**Document**
####

Benchmarks extend northward journey for seventh straight session

13 Apr 2018 Evaluate

Indian equity benchmarks extended the winning streak for seventh straight session with frontline gauges ending near their crucial 33,200 (Sensex) and 10,500 (Nifty) levels, as better than expected macro-economic data painted a positive picture of the economy. Markets started the session on an optimistic note with report that India’s industrial output grew 7.1% year-on-year in February, bigger than the expected 6.8% expansion. The cumulative growth for the period April-February 2017-18 over the corresponding period of the previous year stood at 4.3%. India’s Consumer Price Index (CPI) for the month of March came to 4.28% as compared to 4.44% in February. CPI food inflation for March also eased substantially to 2.81% versus 3.26% in last month. Traders also took some encouragement with report that the Confederation of Indian Industry (CII) is expecting India’s gross domestic product (GDP) to grow at 7.3-7.7% during the 2018-19 financial year. This is based on strengthening demand in the rural economy, including agriculture and non-farm activities, as well as better global growth climate.

However, some profit booking was seen in second half of trade with market participants paring most of their gains as some concerns came with former RBI governor Raghuram Rajan’s statement that he made it quite clear to the government that demonetisation was ‘not a good idea’ and that its implementation was not well-planned since 87.5% of the currency was being demonetised. However, markets managed to end the session in green, as some support came with global rating agency, Moody’s Investors Service in its latest report stating that the pick-up in India’s GDP growth rate is optimistic for asset-backed securities (ABS), because such growth will support the ability of borrowers to earn income and repay loans backing ABS deals, including auto loans and loans against property to micro, small and medium enterprises (MSMEs).

####

**Listing**

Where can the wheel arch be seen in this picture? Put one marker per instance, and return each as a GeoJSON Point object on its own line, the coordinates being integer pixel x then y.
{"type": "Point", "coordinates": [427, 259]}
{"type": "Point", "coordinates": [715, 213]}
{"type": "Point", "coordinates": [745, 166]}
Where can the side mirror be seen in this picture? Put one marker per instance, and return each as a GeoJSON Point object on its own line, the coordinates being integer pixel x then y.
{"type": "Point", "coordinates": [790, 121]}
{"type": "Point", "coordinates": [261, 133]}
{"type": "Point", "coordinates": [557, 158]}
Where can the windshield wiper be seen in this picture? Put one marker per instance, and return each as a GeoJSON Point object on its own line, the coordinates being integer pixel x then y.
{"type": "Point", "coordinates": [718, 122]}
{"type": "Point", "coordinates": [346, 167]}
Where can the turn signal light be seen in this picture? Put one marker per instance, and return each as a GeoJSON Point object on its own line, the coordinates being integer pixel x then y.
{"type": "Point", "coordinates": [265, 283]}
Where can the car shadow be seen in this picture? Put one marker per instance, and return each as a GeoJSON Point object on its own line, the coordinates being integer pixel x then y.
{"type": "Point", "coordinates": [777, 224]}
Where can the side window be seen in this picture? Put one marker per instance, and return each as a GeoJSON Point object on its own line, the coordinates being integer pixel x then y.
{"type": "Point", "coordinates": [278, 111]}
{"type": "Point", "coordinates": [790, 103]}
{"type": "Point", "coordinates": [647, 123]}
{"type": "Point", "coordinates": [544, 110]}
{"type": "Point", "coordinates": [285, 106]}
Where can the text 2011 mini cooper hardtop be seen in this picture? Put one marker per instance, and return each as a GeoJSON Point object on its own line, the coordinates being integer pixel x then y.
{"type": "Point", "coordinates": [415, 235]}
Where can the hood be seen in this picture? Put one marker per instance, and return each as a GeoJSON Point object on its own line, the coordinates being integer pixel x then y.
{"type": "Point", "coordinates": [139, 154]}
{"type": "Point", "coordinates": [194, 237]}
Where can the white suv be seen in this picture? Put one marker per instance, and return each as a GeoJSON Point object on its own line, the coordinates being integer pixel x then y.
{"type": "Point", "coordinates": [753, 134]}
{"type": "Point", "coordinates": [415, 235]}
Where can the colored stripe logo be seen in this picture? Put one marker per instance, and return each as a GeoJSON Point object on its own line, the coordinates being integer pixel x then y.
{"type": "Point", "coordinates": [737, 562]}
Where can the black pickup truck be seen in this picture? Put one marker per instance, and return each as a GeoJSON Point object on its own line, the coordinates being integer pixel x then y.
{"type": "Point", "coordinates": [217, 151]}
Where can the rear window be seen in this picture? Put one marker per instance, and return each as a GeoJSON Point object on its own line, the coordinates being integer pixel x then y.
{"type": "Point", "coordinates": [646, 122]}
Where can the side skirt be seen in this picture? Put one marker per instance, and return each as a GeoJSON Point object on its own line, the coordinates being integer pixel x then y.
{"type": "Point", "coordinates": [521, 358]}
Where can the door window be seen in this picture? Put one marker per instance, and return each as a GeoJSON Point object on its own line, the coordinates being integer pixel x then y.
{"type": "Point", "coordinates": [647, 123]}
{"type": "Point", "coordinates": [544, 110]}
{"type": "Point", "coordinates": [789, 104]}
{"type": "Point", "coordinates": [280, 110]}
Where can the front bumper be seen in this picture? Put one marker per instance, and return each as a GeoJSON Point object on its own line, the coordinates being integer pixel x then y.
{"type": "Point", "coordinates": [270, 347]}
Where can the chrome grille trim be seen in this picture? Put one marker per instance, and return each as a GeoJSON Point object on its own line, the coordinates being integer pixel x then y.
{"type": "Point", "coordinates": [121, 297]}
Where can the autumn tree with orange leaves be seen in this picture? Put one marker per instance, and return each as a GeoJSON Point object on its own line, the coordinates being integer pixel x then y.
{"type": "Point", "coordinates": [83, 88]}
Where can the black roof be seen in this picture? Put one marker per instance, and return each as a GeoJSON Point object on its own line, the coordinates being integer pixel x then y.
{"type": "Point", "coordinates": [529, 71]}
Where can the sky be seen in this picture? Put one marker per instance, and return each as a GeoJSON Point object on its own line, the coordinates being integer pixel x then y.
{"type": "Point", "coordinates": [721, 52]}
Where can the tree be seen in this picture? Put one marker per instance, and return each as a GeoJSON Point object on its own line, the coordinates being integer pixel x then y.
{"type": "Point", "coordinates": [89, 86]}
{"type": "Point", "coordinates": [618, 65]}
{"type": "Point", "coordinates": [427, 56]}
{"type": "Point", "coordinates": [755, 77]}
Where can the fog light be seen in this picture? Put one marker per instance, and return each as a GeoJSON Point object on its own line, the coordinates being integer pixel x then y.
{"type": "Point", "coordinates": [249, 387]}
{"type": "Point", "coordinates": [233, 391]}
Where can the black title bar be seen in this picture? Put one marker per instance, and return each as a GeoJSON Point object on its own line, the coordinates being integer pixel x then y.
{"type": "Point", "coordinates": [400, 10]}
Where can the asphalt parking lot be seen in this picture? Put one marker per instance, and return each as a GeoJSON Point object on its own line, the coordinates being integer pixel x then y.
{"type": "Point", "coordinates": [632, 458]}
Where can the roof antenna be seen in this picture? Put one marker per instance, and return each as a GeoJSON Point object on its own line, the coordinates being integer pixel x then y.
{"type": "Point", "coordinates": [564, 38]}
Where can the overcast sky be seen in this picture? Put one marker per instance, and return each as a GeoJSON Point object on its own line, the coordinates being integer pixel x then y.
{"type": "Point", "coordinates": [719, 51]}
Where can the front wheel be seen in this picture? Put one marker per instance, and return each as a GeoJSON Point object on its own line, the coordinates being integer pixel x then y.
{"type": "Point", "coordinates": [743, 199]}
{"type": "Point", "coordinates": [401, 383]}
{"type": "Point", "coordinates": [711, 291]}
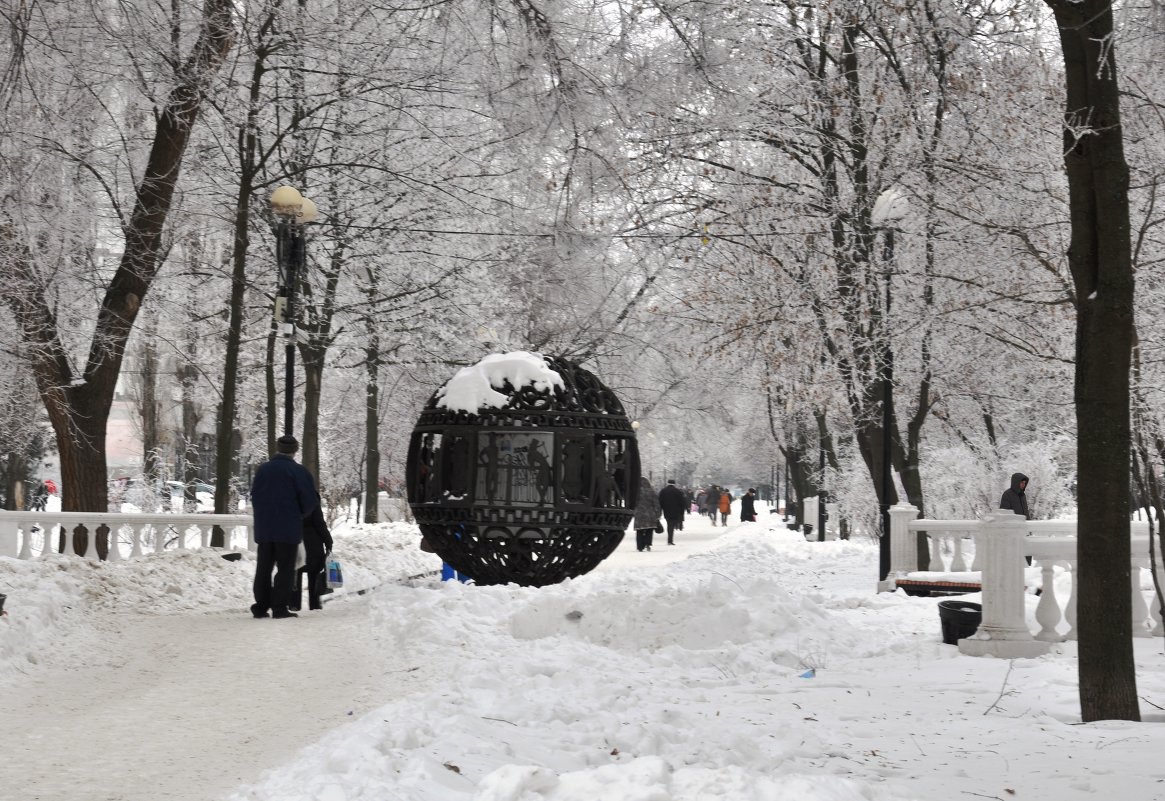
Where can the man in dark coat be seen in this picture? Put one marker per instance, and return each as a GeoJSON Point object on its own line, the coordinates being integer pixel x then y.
{"type": "Point", "coordinates": [673, 504]}
{"type": "Point", "coordinates": [1016, 496]}
{"type": "Point", "coordinates": [647, 516]}
{"type": "Point", "coordinates": [317, 544]}
{"type": "Point", "coordinates": [282, 495]}
{"type": "Point", "coordinates": [748, 505]}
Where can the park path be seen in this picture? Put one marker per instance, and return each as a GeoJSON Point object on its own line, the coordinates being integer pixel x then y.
{"type": "Point", "coordinates": [186, 708]}
{"type": "Point", "coordinates": [189, 707]}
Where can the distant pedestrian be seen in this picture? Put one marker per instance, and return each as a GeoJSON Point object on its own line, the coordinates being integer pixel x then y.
{"type": "Point", "coordinates": [40, 496]}
{"type": "Point", "coordinates": [725, 505]}
{"type": "Point", "coordinates": [672, 503]}
{"type": "Point", "coordinates": [317, 544]}
{"type": "Point", "coordinates": [647, 516]}
{"type": "Point", "coordinates": [712, 503]}
{"type": "Point", "coordinates": [283, 495]}
{"type": "Point", "coordinates": [748, 505]}
{"type": "Point", "coordinates": [1016, 496]}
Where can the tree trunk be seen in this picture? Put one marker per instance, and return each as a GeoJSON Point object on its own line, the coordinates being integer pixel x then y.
{"type": "Point", "coordinates": [312, 359]}
{"type": "Point", "coordinates": [78, 405]}
{"type": "Point", "coordinates": [150, 439]}
{"type": "Point", "coordinates": [225, 442]}
{"type": "Point", "coordinates": [1100, 259]}
{"type": "Point", "coordinates": [372, 424]}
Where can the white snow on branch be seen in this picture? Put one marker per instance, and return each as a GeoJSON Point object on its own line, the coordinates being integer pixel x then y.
{"type": "Point", "coordinates": [474, 387]}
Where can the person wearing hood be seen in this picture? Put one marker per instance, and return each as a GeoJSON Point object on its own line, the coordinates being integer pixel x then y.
{"type": "Point", "coordinates": [1016, 496]}
{"type": "Point", "coordinates": [673, 504]}
{"type": "Point", "coordinates": [647, 516]}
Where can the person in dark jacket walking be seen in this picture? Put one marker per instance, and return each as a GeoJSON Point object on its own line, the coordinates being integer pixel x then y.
{"type": "Point", "coordinates": [1016, 496]}
{"type": "Point", "coordinates": [282, 495]}
{"type": "Point", "coordinates": [317, 544]}
{"type": "Point", "coordinates": [647, 516]}
{"type": "Point", "coordinates": [712, 501]}
{"type": "Point", "coordinates": [748, 505]}
{"type": "Point", "coordinates": [673, 505]}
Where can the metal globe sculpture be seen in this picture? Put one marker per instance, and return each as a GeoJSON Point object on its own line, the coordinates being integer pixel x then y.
{"type": "Point", "coordinates": [523, 469]}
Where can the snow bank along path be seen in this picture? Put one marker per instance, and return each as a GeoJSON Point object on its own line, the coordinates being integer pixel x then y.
{"type": "Point", "coordinates": [188, 704]}
{"type": "Point", "coordinates": [186, 708]}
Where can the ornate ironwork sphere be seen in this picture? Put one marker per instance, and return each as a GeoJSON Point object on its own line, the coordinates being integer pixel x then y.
{"type": "Point", "coordinates": [534, 484]}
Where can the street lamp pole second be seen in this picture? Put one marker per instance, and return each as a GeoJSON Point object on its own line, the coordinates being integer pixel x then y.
{"type": "Point", "coordinates": [292, 212]}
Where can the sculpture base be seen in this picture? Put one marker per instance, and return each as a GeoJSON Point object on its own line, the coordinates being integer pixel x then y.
{"type": "Point", "coordinates": [1003, 649]}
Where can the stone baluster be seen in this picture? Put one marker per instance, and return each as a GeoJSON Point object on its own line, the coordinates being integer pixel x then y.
{"type": "Point", "coordinates": [1070, 611]}
{"type": "Point", "coordinates": [26, 539]}
{"type": "Point", "coordinates": [1155, 608]}
{"type": "Point", "coordinates": [1047, 611]}
{"type": "Point", "coordinates": [9, 538]}
{"type": "Point", "coordinates": [1004, 630]}
{"type": "Point", "coordinates": [936, 562]}
{"type": "Point", "coordinates": [90, 540]}
{"type": "Point", "coordinates": [1139, 608]}
{"type": "Point", "coordinates": [958, 564]}
{"type": "Point", "coordinates": [113, 536]}
{"type": "Point", "coordinates": [903, 553]}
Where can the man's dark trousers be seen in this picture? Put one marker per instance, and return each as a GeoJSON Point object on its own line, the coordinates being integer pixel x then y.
{"type": "Point", "coordinates": [274, 595]}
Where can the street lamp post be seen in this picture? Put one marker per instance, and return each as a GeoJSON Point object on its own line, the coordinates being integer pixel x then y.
{"type": "Point", "coordinates": [292, 212]}
{"type": "Point", "coordinates": [890, 206]}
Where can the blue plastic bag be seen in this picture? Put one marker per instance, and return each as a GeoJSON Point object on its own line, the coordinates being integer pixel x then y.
{"type": "Point", "coordinates": [334, 574]}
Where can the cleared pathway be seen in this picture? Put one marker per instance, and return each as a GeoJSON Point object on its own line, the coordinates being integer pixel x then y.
{"type": "Point", "coordinates": [190, 707]}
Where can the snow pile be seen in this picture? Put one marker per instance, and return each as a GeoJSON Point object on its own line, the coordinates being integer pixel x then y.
{"type": "Point", "coordinates": [473, 387]}
{"type": "Point", "coordinates": [53, 601]}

####

**Written instruction 1**
In the market report, how much did India's industrial output grow year-on-year in February?
**Written instruction 2**
Copy the part of the market report that opens with the words containing "However, some profit" and closes with "medium enterprises (MSMEs).".

**Correct result 1**
7.1%

**Correct result 2**
However, some profit booking was seen in second half of trade with market participants paring most of their gains as some concerns came with former RBI governor Raghuram Rajan’s statement that he made it quite clear to the government that demonetisation was ‘not a good idea’ and that its implementation was not well-planned since 87.5% of the currency was being demonetised. However, markets managed to end the session in green, as some support came with global rating agency, Moody’s Investors Service in its latest report stating that the pick-up in India’s GDP growth rate is optimistic for asset-backed securities (ABS), because such growth will support the ability of borrowers to earn income and repay loans backing ABS deals, including auto loans and loans against property to micro, small and medium enterprises (MSMEs).